[Exercise requirements] Print the passage of the GitHub Secret Protection pilot guide below, starting at "When choosing repositories, consider" and ending at "real development workflows.".

[Source document]
_ _ _ _ _ _ _

Before enabling GitHub Secret Protection organization-wide, run a pilot to validate the solution with a small set of repositories. A pilot helps you refine your rollout strategy, identify workflow adjustments, and demonstrate security value to stakeholders. This article will help you choose the best repositories for your pilot.
A successful pilot requires strategic repository selection. The repositories you choose determine how quickly you can demonstrate value, gather actionable feedback, and prepare for organization-wide adoption.
Selection criteria
A successful pilot requires strategic repository selection. The repositories you choose determine how quickly you can demonstrate value, gather actionable feedback, and prepare for organization-wide adoption.
When choosing repositories, consider the following criteria.
Active development and team engagement
Your pilot needs repositories that generate timely feedback on how Secret Protection fits into daily development work.
- Select repositories with regular commits and pull requests. Active repositories generate feedback quickly and show how Secret Protection fits into real development workflows.
- Choose teams that will engage with the pilot. Responsive maintainers will identify workflow adjustments faster and help refine your rollout strategy.
- Use repository properties to systematically identify repositories by team, criticality, or other custom attributes. See Gestion des propriétés personnalisées pour les référentiels de votre organisation.

_ _ _ _ _ _ _

[Data excerpts]
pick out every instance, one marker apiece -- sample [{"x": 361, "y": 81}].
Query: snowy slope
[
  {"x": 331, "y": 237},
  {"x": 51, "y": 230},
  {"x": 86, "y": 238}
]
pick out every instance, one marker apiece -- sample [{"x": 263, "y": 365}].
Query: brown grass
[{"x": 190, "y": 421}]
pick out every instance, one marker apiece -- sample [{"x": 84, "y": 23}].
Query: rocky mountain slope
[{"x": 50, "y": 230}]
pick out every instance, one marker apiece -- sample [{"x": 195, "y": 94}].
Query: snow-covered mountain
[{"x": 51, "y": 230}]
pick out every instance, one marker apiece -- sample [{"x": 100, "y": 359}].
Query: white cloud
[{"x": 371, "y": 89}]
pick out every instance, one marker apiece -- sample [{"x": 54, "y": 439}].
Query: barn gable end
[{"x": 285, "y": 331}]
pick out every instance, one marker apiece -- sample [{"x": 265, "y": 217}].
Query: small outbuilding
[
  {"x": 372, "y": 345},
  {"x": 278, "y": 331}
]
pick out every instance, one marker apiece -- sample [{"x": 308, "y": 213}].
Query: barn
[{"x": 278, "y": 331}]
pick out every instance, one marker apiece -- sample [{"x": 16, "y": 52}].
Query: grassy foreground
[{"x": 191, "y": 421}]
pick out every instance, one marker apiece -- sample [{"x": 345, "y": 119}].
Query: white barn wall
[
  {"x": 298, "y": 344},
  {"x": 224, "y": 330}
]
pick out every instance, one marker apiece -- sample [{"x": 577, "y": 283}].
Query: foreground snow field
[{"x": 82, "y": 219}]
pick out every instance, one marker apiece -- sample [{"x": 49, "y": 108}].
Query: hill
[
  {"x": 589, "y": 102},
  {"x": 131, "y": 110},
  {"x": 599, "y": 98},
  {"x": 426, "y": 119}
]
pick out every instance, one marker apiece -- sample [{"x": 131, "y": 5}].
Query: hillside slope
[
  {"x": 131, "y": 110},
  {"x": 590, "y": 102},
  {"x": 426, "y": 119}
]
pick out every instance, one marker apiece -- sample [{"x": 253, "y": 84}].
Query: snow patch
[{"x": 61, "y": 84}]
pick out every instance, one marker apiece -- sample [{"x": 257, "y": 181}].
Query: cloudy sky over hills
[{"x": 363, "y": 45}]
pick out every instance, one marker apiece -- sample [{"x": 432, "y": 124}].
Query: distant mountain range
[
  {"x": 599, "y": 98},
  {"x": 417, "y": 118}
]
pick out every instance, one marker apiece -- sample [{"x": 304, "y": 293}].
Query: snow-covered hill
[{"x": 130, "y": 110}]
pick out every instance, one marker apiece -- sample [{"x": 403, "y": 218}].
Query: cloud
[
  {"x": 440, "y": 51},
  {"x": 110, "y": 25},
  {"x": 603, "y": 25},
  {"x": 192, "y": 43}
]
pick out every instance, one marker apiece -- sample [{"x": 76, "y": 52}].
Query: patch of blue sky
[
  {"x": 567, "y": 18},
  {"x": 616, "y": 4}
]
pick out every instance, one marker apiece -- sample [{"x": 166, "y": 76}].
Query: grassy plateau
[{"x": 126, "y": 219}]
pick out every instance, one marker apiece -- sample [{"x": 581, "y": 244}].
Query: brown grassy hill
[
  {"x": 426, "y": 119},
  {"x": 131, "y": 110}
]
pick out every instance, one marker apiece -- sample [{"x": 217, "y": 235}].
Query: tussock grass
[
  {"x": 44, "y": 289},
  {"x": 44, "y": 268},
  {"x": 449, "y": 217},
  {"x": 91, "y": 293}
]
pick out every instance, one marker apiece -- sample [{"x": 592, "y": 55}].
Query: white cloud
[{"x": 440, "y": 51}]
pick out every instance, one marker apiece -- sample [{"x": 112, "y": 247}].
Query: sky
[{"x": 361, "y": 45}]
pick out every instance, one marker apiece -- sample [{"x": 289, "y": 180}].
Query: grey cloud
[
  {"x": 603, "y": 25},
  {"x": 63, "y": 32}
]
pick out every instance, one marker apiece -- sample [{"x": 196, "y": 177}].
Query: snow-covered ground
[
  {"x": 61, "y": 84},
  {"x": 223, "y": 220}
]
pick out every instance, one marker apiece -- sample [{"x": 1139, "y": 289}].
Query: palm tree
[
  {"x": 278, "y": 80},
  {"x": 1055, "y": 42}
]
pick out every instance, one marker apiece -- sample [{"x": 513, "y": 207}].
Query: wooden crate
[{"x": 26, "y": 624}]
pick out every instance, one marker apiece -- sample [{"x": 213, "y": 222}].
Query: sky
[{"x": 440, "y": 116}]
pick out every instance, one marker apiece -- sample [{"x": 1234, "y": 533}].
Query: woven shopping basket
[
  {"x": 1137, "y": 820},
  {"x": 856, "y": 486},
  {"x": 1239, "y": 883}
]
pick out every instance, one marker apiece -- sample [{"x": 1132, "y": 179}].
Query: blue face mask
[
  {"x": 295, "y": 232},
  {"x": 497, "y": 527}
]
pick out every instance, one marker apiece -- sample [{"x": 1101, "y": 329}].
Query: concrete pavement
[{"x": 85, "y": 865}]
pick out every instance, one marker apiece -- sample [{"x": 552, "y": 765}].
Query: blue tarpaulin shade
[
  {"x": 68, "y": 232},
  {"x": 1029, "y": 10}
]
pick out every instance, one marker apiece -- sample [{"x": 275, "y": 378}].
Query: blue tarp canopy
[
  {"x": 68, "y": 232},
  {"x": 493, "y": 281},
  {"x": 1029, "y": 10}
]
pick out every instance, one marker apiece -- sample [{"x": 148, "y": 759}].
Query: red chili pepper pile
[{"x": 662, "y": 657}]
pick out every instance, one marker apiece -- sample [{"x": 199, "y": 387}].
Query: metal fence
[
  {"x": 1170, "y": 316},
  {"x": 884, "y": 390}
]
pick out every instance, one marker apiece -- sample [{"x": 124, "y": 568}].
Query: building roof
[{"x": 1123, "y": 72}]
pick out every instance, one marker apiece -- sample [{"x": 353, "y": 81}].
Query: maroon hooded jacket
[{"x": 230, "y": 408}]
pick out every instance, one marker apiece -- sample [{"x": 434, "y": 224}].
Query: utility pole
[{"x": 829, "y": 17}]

_ _ _ _ _ _ _

[Written answer]
When choosing repositories, consider the following criteria.
Active development and team engagement
Your pilot needs repositories that generate timely feedback on how Secret Protection fits into daily development work.
- Select repositories with regular commits and pull requests. Active repositories generate feedback quickly and show how Secret Protection fits into real development workflows.